(Source data)
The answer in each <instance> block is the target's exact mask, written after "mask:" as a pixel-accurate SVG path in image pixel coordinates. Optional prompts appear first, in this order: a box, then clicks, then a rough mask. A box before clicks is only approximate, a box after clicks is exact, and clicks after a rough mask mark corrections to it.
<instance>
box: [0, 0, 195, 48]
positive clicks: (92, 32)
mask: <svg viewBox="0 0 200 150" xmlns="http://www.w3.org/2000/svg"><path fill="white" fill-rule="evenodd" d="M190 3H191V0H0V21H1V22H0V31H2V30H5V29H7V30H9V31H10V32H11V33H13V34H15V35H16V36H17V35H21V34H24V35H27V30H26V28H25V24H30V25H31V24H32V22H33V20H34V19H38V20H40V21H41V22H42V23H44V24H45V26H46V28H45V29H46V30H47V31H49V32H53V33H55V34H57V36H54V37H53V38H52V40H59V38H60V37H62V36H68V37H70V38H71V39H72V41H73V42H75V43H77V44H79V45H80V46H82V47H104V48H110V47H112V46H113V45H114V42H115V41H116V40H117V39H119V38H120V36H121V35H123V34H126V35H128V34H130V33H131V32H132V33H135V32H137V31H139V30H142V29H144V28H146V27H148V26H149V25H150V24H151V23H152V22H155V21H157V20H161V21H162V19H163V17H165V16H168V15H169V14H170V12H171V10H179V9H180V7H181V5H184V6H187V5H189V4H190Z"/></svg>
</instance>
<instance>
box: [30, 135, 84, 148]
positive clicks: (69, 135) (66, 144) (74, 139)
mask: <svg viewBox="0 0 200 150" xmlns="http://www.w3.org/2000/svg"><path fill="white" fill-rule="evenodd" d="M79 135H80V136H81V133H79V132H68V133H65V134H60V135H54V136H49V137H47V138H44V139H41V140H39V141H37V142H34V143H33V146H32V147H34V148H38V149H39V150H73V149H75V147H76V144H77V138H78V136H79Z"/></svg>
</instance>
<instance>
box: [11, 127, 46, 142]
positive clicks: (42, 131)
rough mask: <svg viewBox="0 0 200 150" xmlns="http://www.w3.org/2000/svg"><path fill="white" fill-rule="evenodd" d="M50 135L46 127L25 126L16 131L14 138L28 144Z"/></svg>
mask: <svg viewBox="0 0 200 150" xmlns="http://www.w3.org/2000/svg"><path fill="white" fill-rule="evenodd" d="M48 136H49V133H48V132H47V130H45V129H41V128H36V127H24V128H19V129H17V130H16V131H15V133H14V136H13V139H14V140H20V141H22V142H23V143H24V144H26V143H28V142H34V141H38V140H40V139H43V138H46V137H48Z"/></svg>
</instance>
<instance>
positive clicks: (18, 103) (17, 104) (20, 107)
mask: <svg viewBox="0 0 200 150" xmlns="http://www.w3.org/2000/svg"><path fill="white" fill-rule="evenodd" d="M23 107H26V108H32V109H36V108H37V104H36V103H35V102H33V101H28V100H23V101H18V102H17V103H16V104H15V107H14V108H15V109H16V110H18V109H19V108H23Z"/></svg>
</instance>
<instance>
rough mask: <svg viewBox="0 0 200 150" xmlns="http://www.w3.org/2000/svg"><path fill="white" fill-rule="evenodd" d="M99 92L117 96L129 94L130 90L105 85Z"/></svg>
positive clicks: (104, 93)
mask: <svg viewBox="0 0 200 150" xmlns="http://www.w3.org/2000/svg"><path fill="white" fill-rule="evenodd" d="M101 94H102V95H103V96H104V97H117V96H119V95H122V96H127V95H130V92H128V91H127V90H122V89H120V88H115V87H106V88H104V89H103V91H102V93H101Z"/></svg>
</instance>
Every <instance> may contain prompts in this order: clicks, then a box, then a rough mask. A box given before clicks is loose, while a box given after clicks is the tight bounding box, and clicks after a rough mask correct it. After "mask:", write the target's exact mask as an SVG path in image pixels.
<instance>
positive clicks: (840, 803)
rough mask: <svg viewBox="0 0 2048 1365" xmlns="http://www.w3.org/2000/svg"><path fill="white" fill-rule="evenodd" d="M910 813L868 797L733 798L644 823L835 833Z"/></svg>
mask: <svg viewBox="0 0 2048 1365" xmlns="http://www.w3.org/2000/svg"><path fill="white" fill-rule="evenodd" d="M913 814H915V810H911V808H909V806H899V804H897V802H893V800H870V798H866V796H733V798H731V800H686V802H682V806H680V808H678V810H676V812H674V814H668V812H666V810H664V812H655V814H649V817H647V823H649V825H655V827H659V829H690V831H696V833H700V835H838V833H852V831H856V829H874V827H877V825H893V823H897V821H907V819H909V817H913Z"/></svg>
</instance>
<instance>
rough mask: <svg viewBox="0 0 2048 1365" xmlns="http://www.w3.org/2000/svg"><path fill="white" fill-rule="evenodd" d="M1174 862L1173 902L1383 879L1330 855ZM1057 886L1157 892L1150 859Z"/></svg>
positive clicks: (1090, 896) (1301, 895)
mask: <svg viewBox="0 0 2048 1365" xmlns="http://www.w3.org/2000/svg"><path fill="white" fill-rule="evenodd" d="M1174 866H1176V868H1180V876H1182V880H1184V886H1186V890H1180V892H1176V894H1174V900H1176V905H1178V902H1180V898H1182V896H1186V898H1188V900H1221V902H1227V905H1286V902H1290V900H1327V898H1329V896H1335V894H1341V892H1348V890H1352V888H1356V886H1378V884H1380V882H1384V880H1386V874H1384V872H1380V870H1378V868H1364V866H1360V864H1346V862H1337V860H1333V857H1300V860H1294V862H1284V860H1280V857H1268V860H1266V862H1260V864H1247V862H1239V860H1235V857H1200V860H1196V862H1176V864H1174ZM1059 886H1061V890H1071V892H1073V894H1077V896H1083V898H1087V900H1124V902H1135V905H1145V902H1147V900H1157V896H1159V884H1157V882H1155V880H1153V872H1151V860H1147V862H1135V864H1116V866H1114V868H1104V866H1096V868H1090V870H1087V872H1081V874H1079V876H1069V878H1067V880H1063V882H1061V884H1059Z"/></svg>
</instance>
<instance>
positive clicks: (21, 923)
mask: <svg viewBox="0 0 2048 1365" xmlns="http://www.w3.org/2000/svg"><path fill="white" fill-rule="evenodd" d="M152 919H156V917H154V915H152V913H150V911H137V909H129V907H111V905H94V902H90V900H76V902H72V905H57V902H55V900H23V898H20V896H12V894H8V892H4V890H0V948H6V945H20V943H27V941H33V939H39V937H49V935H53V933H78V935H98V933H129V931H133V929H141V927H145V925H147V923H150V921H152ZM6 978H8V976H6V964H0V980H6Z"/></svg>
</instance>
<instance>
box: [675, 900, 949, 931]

Problem requirements: Copy out all of the lines above exactly.

Reply:
The answer in each <instance> block is the target's exact mask, written after "mask:" as a pixel-accurate SVG path in image pixel coordinates. Optional prompts appear first, in this order: a box, then clicks, then a rough mask. A box before clicks is only approximate, a box after clicks is exact, and clicks after a rough mask mark corrections to it.
<instance>
box: [0, 0, 195, 48]
positive clicks: (92, 32)
mask: <svg viewBox="0 0 200 150" xmlns="http://www.w3.org/2000/svg"><path fill="white" fill-rule="evenodd" d="M190 3H191V0H0V21H1V22H0V31H2V30H5V29H7V30H9V31H10V32H11V33H13V34H15V35H16V36H17V35H21V34H24V35H27V30H26V28H25V24H30V25H31V24H32V22H33V20H34V19H38V20H40V21H41V22H42V23H44V24H45V26H46V28H45V29H46V30H47V31H49V32H53V33H55V34H57V36H54V37H53V38H52V40H59V38H60V37H62V36H68V37H70V38H71V39H72V41H73V42H75V43H77V44H79V45H80V46H82V47H104V48H110V47H112V46H113V45H114V42H115V41H116V40H117V39H119V38H120V36H121V35H123V34H126V35H128V34H130V33H131V32H132V33H135V32H137V31H139V30H142V29H144V28H146V27H148V26H149V25H150V24H151V23H152V22H155V21H157V20H161V21H162V19H163V17H165V16H168V15H169V14H170V12H171V10H179V9H180V7H181V5H184V6H187V5H189V4H190Z"/></svg>
</instance>
<instance>
box: [30, 135, 84, 148]
positive clicks: (69, 135) (66, 144) (74, 139)
mask: <svg viewBox="0 0 200 150" xmlns="http://www.w3.org/2000/svg"><path fill="white" fill-rule="evenodd" d="M79 135H80V136H81V133H79V132H68V133H65V134H60V135H54V136H49V137H47V138H44V139H41V140H39V141H37V142H34V143H33V146H32V147H34V148H38V149H39V150H73V149H75V147H76V144H77V138H78V136H79Z"/></svg>
</instance>
<instance>
box: [11, 127, 46, 142]
positive clicks: (42, 131)
rough mask: <svg viewBox="0 0 200 150" xmlns="http://www.w3.org/2000/svg"><path fill="white" fill-rule="evenodd" d="M50 135L46 127L25 126L16 131L14 138L28 144Z"/></svg>
mask: <svg viewBox="0 0 200 150" xmlns="http://www.w3.org/2000/svg"><path fill="white" fill-rule="evenodd" d="M48 136H49V133H48V132H47V130H45V129H41V128H36V127H24V128H19V129H17V130H16V131H15V133H14V136H13V139H14V140H20V141H22V142H23V143H24V144H26V143H28V142H34V141H38V140H40V139H43V138H46V137H48Z"/></svg>
</instance>
<instance>
positive clicks: (18, 103) (17, 104) (20, 107)
mask: <svg viewBox="0 0 200 150" xmlns="http://www.w3.org/2000/svg"><path fill="white" fill-rule="evenodd" d="M23 107H26V108H32V109H36V108H37V104H36V103H35V102H33V101H28V100H23V101H18V102H17V103H16V104H15V107H14V108H15V109H16V110H18V109H19V108H23Z"/></svg>
</instance>
<instance>
rough mask: <svg viewBox="0 0 200 150" xmlns="http://www.w3.org/2000/svg"><path fill="white" fill-rule="evenodd" d="M99 92L117 96L129 94L130 90L105 85Z"/></svg>
positive clicks: (104, 93)
mask: <svg viewBox="0 0 200 150" xmlns="http://www.w3.org/2000/svg"><path fill="white" fill-rule="evenodd" d="M101 94H102V95H103V96H104V97H117V96H119V95H122V96H127V95H130V92H128V91H127V90H122V89H120V88H115V87H106V88H104V89H103V91H102V93H101Z"/></svg>
</instance>
Every <instance> may contain prompts in this order: clicks, then a box, then a rough mask. A box given before clicks is loose, while a box given after clicks is the tight bounding box, and clicks after a rough mask correct it. After "mask:", write the target's exact mask as an SVG path in image pixels.
<instance>
positive clicks: (840, 803)
rough mask: <svg viewBox="0 0 2048 1365" xmlns="http://www.w3.org/2000/svg"><path fill="white" fill-rule="evenodd" d="M910 813L868 797L733 798L644 823L835 833Z"/></svg>
mask: <svg viewBox="0 0 2048 1365" xmlns="http://www.w3.org/2000/svg"><path fill="white" fill-rule="evenodd" d="M913 814H915V810H911V808H909V806H899V804H897V802H893V800H870V798H866V796H733V798H731V800H686V802H682V806H680V808H678V810H676V812H674V814H668V812H666V810H664V812H655V814H649V817H647V823H649V825H655V827H659V829H690V831H696V833H700V835H838V833H852V831H856V829H874V827H877V825H893V823H897V821H907V819H909V817H913Z"/></svg>
</instance>
<instance>
rough mask: <svg viewBox="0 0 2048 1365" xmlns="http://www.w3.org/2000/svg"><path fill="white" fill-rule="evenodd" d="M1174 862L1173 902L1383 879L1330 855ZM1057 886L1157 892L1150 859Z"/></svg>
positive clicks: (1090, 896) (1301, 895)
mask: <svg viewBox="0 0 2048 1365" xmlns="http://www.w3.org/2000/svg"><path fill="white" fill-rule="evenodd" d="M1174 866H1176V868H1180V876H1182V880H1184V886H1186V890H1180V892H1176V894H1174V900H1176V905H1178V902H1180V898H1182V896H1186V898H1188V900H1221V902H1227V905H1286V902H1290V900H1327V898H1329V896H1335V894H1341V892H1348V890H1352V888H1356V886H1378V884H1380V882H1384V880H1386V874H1384V872H1380V870H1378V868H1364V866H1360V864H1346V862H1337V860H1333V857H1300V860H1294V862H1284V860H1280V857H1268V860H1266V862H1260V864H1247V862H1239V860H1235V857H1200V860H1196V862H1176V864H1174ZM1059 886H1061V890H1071V892H1073V894H1077V896H1083V898H1087V900H1124V902H1135V905H1145V902H1147V900H1157V896H1159V884H1157V882H1155V880H1153V872H1151V860H1147V862H1135V864H1116V866H1114V868H1104V866H1096V868H1090V870H1087V872H1081V874H1079V876H1069V878H1067V880H1063V882H1061V884H1059Z"/></svg>
</instance>
<instance>
positive clicks: (21, 923)
mask: <svg viewBox="0 0 2048 1365" xmlns="http://www.w3.org/2000/svg"><path fill="white" fill-rule="evenodd" d="M152 919H156V917H154V915H152V913H150V911H137V909H129V907H111V905H94V902H90V900H76V902H72V905H57V902H55V900H23V898H20V896H12V894H8V892H4V890H0V948H6V945H20V943H27V941H33V939H39V937H49V935H53V933H78V935H98V933H129V931H133V929H141V927H145V925H147V923H150V921H152ZM6 978H8V976H6V964H0V980H6Z"/></svg>
</instance>
<instance>
box: [675, 900, 949, 931]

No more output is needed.